→ Exercise goal
Reproduce, unchanged and with nothing else, the lines of the entries from the one containing "- **Target**: woman's shoulder" through the one containing "[613,134,671,197]", including both of those lines.

Excerpts from a detection dataset:
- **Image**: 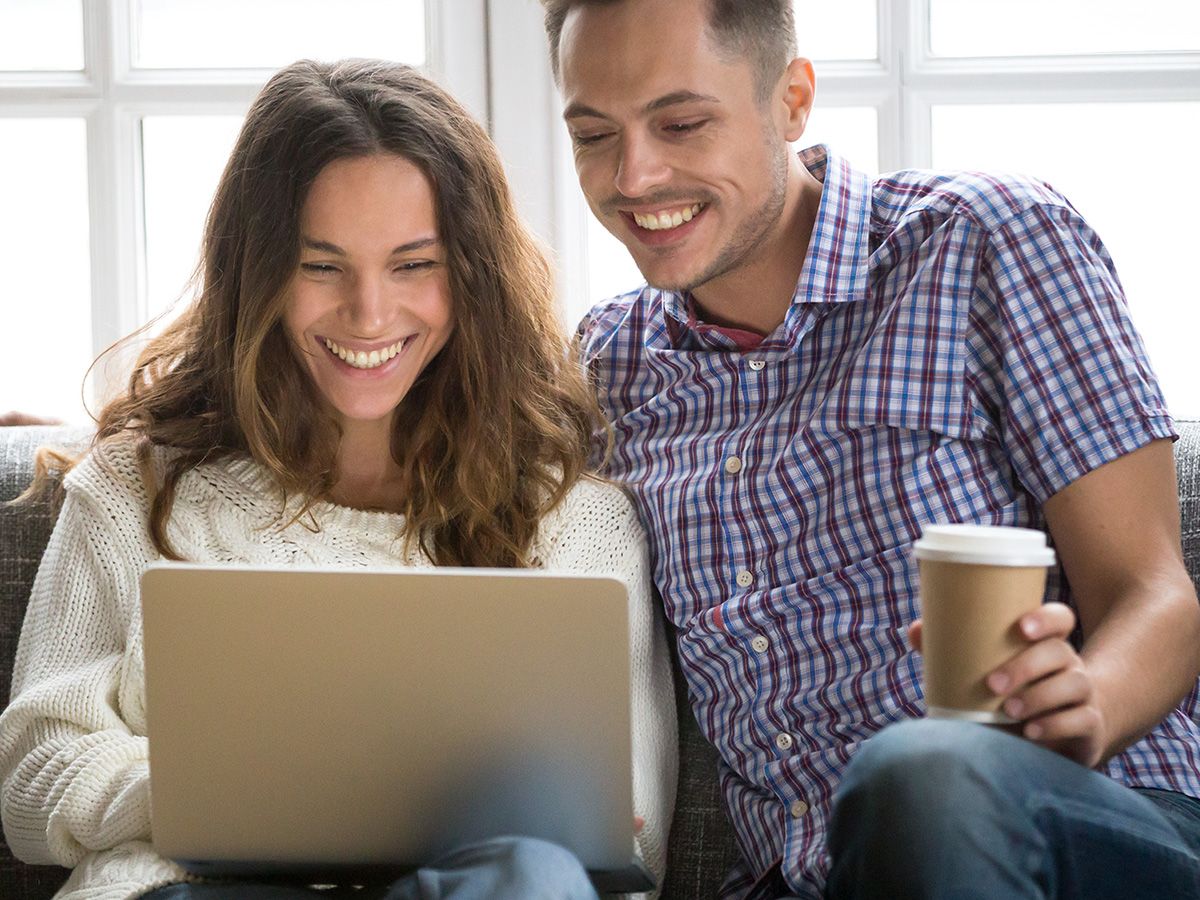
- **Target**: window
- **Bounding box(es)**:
[0,0,487,421]
[520,0,1200,416]
[9,0,1200,420]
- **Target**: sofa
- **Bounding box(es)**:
[0,421,1200,900]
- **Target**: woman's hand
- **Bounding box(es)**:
[908,602,1108,768]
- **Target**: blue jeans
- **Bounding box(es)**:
[826,719,1200,900]
[143,838,596,900]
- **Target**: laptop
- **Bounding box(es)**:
[142,563,654,892]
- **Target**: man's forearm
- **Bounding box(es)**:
[1080,570,1200,761]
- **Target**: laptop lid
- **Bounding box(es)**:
[142,563,648,892]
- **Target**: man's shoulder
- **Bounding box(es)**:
[578,284,653,362]
[872,169,1072,233]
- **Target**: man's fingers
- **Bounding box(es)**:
[988,640,1079,695]
[908,619,920,653]
[1004,668,1092,720]
[1018,604,1075,641]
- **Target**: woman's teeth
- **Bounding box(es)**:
[325,337,408,368]
[634,203,703,232]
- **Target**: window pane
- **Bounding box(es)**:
[133,0,425,68]
[792,0,880,62]
[798,102,880,175]
[930,0,1200,56]
[0,0,83,72]
[0,119,92,421]
[932,103,1200,415]
[583,210,646,314]
[142,115,241,317]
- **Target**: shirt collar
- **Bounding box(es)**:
[792,144,871,304]
[647,144,871,346]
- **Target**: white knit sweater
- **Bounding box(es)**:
[0,442,677,900]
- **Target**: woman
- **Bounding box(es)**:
[0,61,674,898]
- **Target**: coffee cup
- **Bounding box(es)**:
[913,524,1055,724]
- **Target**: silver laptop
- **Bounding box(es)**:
[142,563,654,892]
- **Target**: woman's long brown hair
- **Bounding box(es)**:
[28,60,600,566]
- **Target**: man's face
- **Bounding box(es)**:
[559,0,787,296]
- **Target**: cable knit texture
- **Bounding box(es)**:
[0,440,677,900]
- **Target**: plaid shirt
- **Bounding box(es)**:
[581,146,1200,898]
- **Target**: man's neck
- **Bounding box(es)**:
[692,156,822,335]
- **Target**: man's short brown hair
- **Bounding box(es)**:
[541,0,796,100]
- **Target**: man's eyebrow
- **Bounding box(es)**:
[563,90,721,119]
[300,235,440,257]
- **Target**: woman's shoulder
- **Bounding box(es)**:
[538,475,646,568]
[64,434,164,509]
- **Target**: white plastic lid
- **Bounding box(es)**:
[912,524,1055,565]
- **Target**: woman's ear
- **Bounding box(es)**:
[781,56,817,143]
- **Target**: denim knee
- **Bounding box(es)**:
[835,719,1021,816]
[475,836,595,900]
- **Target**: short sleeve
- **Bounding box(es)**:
[967,203,1176,503]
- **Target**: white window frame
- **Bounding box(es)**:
[0,0,490,412]
[490,0,1200,321]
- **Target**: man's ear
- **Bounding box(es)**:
[782,56,817,143]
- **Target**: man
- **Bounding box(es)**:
[542,0,1200,898]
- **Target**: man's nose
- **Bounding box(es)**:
[613,134,671,197]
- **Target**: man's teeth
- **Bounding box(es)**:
[634,203,701,232]
[325,337,408,368]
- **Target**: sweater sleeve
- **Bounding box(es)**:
[542,481,679,900]
[0,482,150,866]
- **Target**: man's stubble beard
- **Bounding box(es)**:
[643,128,790,294]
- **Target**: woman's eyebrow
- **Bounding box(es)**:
[300,236,440,257]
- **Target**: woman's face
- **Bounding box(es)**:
[283,154,454,427]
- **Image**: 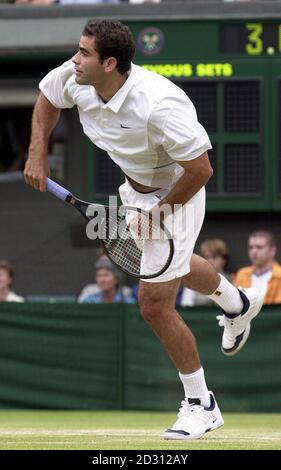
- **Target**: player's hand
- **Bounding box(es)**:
[24,152,50,192]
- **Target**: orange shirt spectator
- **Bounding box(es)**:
[233,230,281,304]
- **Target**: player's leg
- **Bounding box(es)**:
[139,279,223,439]
[182,255,263,356]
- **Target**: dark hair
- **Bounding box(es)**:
[249,230,277,246]
[82,20,135,74]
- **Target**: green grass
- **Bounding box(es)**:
[0,410,281,450]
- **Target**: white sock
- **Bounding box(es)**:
[179,367,211,407]
[208,274,244,314]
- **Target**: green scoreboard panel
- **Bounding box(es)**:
[88,16,281,211]
[1,18,281,211]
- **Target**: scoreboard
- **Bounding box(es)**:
[1,16,281,212]
[87,17,281,211]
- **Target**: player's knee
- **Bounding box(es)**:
[139,297,163,323]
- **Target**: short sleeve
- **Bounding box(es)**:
[150,101,212,161]
[39,60,75,109]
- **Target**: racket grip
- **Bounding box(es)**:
[46,178,70,201]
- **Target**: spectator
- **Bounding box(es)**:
[233,230,281,304]
[15,0,120,5]
[199,238,231,280]
[78,256,135,304]
[0,259,24,302]
[177,238,231,307]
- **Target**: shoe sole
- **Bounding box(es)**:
[164,417,224,441]
[221,294,264,356]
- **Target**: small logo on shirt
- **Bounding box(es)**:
[137,28,165,55]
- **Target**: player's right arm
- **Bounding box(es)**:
[24,60,75,191]
[24,92,61,191]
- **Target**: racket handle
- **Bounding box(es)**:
[46,178,70,201]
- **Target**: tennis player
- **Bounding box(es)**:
[24,20,263,439]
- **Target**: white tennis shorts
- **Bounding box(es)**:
[119,180,205,282]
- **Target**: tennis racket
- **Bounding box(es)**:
[47,178,174,279]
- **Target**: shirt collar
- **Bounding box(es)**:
[103,63,137,113]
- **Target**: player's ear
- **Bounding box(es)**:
[104,57,117,72]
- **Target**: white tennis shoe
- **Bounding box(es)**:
[217,287,264,356]
[164,392,224,440]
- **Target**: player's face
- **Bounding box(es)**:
[0,269,12,289]
[248,237,276,267]
[72,36,107,87]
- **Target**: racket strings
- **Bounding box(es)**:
[102,214,142,275]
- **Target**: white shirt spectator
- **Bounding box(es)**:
[39,60,212,188]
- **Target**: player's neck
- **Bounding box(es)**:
[0,287,10,300]
[96,73,128,103]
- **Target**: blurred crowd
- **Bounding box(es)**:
[0,230,281,307]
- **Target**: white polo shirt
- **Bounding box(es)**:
[39,60,212,188]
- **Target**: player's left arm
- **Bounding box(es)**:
[152,152,213,221]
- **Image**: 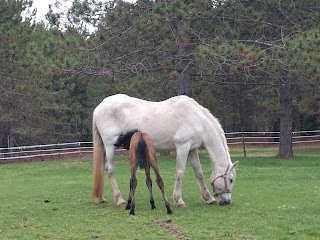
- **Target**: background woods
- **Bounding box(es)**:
[0,0,320,156]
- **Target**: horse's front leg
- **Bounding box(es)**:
[105,146,127,207]
[173,144,190,208]
[188,149,217,204]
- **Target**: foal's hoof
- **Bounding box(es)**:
[175,200,187,208]
[117,200,127,207]
[207,198,218,205]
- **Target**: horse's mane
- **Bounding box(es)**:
[181,96,229,155]
[114,129,140,150]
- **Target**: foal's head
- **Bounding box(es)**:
[114,129,139,150]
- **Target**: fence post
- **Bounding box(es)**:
[241,127,247,157]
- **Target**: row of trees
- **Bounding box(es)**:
[0,0,320,156]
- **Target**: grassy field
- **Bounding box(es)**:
[0,149,320,240]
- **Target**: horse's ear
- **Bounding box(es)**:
[232,161,239,168]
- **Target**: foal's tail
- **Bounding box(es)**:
[138,133,147,169]
[92,119,105,202]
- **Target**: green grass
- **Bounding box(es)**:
[0,150,320,240]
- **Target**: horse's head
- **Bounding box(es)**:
[211,161,239,205]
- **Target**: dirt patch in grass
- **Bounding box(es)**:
[154,219,189,240]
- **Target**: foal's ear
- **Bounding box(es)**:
[232,161,239,168]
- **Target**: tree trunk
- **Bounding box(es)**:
[279,83,293,157]
[177,21,192,97]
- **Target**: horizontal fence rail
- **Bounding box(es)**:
[0,130,320,163]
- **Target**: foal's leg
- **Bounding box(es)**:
[173,144,190,208]
[150,158,172,214]
[188,149,217,204]
[126,171,137,215]
[145,162,156,209]
[105,146,126,206]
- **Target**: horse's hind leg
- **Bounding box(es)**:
[145,162,156,209]
[173,144,190,208]
[189,149,217,204]
[105,146,127,206]
[155,172,172,214]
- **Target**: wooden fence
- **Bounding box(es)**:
[0,130,320,163]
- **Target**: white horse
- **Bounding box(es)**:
[92,94,238,207]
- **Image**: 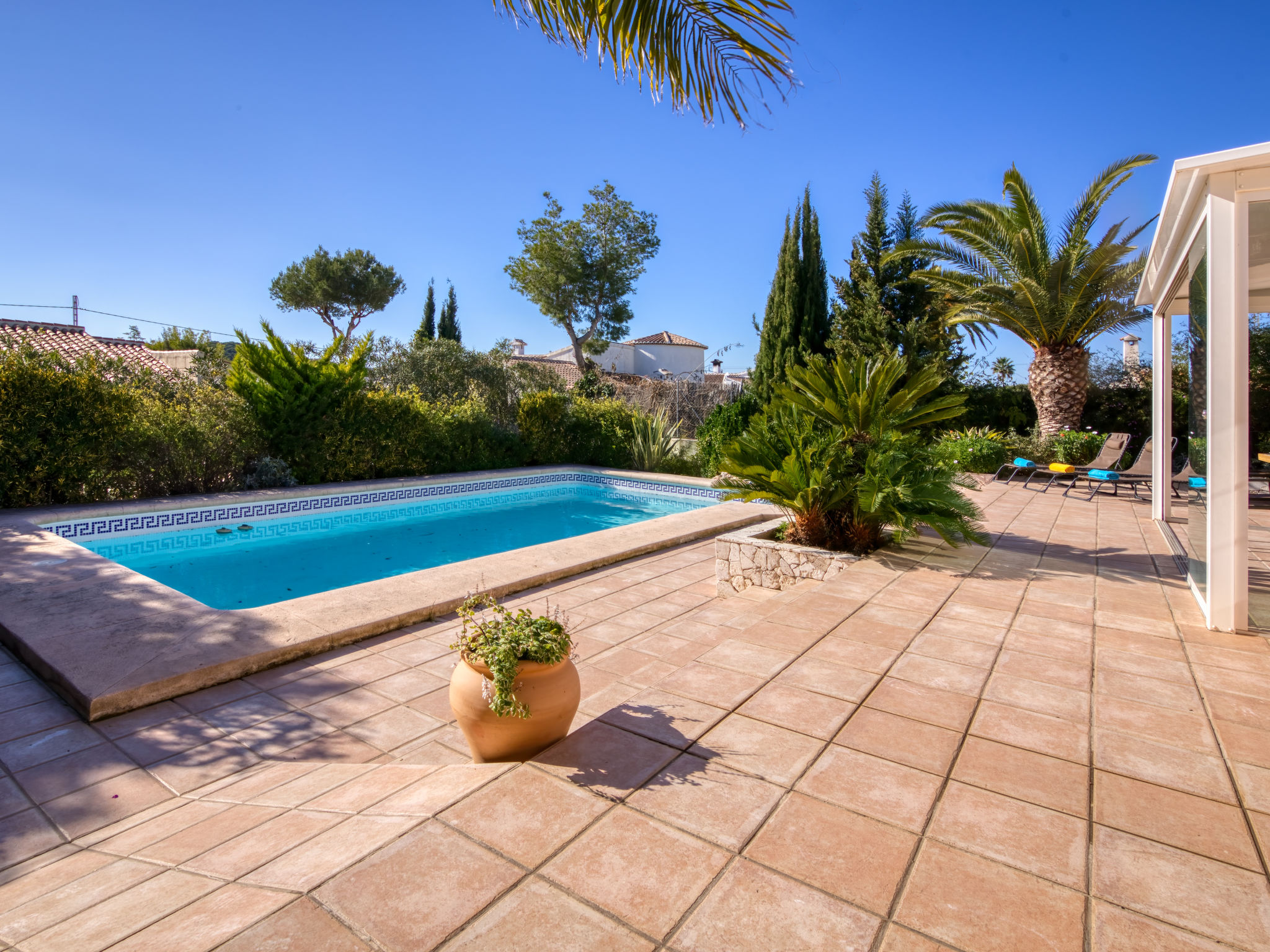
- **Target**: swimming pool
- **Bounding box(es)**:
[51,472,719,608]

→ Written reply
- **Target**: woman's shoulder
- **Bounding box(es)**:
[538,475,646,568]
[64,434,164,509]
- **Target**: white plastic lid
- **Bounding box(es)**:
[912,524,1055,565]
- **Target**: woman's ear
- **Bounding box(es)**:
[781,56,817,143]
- **Target**: denim knee
- **Bounding box(es)**:
[835,719,1021,816]
[475,836,595,900]
- **Target**: short sleeve
- **Bounding box(es)**:
[967,203,1176,503]
- **Target**: white window frame
- **Bounding box(es)**:
[0,0,490,412]
[490,0,1200,321]
- **Target**: man's ear
- **Bounding box(es)**:
[782,56,817,143]
- **Target**: man
- **Bounding box(es)**:
[542,0,1200,898]
- **Target**: man's nose
- **Bounding box(es)**:
[613,134,671,197]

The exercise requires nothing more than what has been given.